Excerpted data:
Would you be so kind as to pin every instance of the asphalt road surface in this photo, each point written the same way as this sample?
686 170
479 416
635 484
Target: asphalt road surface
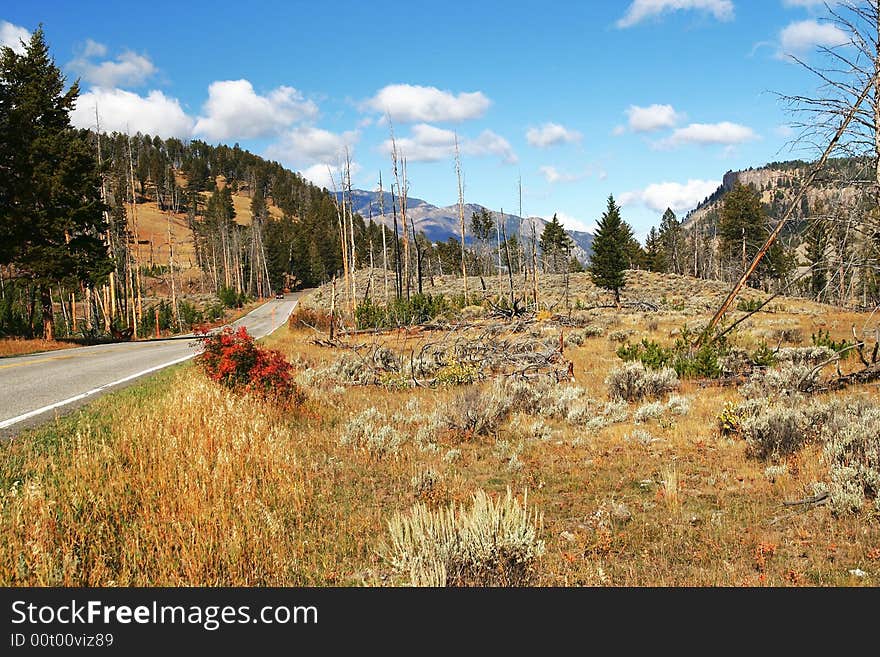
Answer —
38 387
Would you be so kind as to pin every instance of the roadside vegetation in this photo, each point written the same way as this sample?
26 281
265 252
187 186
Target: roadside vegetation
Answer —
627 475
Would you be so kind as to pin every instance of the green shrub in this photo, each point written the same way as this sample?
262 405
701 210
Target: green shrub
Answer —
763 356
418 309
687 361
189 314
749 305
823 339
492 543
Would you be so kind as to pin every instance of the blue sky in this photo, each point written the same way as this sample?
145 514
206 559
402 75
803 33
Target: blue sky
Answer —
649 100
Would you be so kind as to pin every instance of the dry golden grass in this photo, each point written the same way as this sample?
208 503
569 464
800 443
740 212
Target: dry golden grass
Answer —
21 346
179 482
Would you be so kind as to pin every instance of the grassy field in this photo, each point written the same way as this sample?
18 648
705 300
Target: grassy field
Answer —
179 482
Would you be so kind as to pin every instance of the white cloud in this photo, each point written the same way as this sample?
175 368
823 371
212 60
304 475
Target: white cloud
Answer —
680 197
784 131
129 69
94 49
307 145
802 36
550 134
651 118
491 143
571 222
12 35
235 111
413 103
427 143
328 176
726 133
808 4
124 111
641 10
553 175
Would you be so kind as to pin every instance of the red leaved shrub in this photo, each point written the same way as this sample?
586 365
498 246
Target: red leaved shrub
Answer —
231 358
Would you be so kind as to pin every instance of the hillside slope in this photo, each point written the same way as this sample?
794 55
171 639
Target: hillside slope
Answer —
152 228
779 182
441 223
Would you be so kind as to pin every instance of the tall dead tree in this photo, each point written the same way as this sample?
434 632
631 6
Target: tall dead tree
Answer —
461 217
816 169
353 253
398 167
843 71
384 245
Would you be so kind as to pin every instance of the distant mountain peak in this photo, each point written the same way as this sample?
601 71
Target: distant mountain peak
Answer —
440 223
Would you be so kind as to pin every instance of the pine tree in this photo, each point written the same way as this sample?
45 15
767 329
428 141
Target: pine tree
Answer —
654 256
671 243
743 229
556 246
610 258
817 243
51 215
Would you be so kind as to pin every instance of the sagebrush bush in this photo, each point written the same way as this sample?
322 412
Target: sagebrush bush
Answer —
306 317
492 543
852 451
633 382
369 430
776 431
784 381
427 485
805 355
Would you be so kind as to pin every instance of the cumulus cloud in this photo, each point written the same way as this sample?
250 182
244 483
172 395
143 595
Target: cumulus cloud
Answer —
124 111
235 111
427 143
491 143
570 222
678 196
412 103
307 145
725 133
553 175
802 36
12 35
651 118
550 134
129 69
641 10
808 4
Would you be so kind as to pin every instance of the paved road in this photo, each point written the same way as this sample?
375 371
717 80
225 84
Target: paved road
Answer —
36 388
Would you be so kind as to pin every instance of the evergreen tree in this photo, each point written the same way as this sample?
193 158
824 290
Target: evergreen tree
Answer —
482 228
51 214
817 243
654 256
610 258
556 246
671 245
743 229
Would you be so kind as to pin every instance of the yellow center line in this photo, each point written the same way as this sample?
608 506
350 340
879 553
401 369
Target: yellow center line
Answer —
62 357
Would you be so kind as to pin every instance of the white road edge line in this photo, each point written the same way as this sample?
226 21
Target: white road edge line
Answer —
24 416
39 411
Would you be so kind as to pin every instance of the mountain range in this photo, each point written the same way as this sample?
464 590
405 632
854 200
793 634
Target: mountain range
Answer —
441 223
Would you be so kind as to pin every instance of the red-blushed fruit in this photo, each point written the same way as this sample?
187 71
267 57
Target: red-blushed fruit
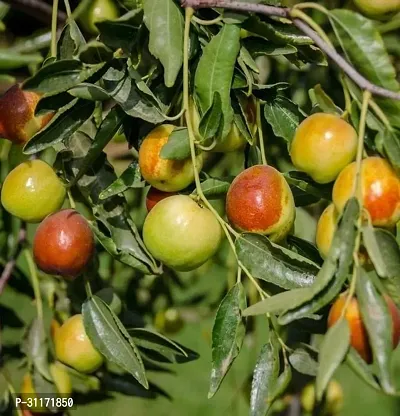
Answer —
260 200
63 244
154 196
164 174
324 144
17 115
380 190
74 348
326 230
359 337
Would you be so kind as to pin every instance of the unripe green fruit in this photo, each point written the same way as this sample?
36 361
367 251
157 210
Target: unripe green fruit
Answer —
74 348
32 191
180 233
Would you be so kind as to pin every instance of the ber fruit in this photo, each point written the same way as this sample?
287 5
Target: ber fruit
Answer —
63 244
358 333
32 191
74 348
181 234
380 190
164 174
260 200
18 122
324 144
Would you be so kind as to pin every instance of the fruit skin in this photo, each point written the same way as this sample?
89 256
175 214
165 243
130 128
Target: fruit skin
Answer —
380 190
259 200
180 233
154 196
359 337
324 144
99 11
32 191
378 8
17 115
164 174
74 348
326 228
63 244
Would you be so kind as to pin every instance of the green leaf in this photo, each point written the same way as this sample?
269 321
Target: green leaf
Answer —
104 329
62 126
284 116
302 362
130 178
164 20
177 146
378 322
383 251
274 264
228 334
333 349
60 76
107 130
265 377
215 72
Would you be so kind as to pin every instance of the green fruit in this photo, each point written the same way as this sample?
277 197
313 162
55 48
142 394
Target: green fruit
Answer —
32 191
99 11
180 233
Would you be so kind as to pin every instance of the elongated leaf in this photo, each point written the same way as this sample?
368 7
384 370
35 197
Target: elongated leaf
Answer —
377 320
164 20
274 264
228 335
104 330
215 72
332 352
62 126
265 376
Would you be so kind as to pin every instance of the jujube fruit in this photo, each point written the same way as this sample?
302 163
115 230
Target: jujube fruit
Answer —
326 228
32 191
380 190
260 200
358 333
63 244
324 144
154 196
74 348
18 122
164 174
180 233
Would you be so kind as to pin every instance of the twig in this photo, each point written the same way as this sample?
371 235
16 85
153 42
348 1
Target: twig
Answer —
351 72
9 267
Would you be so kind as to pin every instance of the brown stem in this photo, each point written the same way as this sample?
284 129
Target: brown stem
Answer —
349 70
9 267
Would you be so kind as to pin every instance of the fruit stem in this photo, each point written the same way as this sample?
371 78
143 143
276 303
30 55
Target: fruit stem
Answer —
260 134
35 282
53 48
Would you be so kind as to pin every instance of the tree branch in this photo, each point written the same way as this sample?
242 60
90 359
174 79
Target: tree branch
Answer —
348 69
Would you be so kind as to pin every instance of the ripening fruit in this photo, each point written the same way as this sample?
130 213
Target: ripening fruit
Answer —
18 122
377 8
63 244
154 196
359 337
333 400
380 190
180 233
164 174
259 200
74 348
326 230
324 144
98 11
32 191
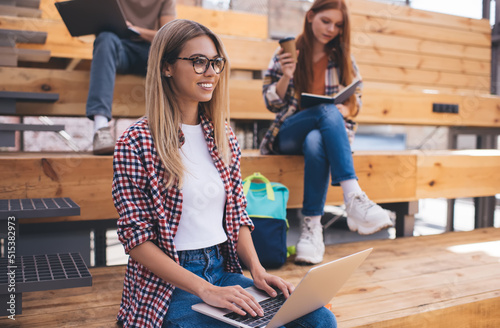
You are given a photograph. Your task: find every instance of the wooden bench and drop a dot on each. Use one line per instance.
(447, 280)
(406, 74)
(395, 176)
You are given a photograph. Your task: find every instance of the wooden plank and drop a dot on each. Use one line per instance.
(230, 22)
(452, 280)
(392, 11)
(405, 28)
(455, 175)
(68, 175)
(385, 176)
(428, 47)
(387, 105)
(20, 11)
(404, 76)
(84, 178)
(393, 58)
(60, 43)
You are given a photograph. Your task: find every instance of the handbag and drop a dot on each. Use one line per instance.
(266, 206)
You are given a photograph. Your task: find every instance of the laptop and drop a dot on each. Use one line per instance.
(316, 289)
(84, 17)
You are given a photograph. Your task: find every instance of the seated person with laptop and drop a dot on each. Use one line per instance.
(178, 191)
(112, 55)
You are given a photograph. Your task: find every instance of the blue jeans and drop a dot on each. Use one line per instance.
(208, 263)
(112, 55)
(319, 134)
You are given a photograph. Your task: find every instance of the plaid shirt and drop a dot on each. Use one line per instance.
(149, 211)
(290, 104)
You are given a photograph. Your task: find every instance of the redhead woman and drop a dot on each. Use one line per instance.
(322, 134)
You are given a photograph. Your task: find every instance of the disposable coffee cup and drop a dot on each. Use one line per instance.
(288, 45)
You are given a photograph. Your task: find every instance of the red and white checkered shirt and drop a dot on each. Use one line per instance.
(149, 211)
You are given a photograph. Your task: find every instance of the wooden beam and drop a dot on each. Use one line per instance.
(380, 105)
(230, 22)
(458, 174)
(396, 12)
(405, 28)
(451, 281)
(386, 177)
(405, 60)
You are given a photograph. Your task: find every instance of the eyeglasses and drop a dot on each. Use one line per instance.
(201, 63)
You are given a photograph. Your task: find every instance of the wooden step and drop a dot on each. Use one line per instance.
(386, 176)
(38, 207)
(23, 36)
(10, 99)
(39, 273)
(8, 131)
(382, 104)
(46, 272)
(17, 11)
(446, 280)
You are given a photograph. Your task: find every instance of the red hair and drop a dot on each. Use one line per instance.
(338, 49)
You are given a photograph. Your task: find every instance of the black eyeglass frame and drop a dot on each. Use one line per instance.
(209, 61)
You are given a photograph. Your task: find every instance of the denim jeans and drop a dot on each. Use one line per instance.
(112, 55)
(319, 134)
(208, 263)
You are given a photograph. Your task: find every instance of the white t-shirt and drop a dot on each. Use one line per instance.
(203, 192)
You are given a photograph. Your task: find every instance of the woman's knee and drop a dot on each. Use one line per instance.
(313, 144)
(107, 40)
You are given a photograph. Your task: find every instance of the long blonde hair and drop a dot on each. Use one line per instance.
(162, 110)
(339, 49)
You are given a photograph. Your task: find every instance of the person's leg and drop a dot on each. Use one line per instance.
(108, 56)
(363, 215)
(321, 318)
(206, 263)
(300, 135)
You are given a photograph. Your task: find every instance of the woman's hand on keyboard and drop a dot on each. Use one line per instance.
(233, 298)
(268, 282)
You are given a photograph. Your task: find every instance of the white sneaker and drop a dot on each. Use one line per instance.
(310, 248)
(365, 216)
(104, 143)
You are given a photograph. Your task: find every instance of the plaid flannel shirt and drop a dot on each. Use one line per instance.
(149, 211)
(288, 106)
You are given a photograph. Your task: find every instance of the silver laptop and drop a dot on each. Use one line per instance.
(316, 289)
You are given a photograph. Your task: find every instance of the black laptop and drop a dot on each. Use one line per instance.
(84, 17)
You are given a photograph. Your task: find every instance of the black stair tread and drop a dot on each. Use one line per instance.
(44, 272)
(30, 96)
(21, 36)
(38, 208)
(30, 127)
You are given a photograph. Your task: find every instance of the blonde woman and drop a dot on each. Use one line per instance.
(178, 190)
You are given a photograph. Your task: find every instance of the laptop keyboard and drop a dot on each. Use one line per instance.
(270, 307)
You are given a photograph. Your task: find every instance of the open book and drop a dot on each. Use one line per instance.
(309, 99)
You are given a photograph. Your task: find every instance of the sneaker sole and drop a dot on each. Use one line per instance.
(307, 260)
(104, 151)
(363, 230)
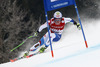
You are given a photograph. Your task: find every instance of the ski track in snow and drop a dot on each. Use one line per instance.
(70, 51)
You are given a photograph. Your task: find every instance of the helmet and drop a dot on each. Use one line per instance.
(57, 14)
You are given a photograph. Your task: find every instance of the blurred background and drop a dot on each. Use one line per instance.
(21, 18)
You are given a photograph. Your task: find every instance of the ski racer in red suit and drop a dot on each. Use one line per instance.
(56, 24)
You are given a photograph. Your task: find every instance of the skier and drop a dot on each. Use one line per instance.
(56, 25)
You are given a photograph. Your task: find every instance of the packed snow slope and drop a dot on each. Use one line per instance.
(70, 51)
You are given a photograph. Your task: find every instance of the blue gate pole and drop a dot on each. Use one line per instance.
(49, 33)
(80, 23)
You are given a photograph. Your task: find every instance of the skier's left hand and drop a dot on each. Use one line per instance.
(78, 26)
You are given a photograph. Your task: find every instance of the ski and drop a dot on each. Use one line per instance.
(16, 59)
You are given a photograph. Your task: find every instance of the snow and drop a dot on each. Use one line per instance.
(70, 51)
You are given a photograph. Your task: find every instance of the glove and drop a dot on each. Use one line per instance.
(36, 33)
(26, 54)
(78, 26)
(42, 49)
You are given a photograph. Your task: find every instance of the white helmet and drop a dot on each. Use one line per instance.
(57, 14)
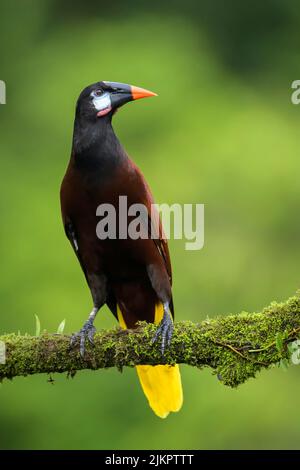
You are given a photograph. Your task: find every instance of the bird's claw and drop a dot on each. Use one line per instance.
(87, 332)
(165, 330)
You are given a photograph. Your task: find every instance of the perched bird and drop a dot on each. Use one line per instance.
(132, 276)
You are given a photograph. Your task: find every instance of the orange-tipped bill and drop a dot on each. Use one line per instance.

To do:
Do not include pictures. Copy only the lines running from the line with "of the skier's" through the last line of the records, exactly as they appear.

Task solution:
You are given a photograph. Your task: find every instance of the skier's left hand and drop a dot on each. Use one line per instance.
(78, 26)
You are given a photograph. Your task: find every instance of the ski and drop a dot on each. Use one line per instance.
(16, 59)
You are given a photograph. Your task: find every instance of the snow and drop a dot on each. Use one line per instance.
(70, 51)
You are given a photograph. Your task: find every instance of the glove and drop a dot on each. Use one line per instance.
(36, 33)
(26, 54)
(78, 26)
(42, 49)
You are given a photograph. Your task: find every instance of the white helmet and drop a dot on each. Use one line per instance.
(57, 14)
You are given a photograph. Your task: find every instance of the bird's claw and drop a dot on each. Use one line per instance.
(87, 332)
(165, 330)
You are given a photograph. Your task: find every instance of the perched bird and drop a dot on each. Use one line per instance.
(132, 276)
You are given a photograph. Your task: find every instance of the orange-tipped bill and drop a dot on each. Use one line per instance.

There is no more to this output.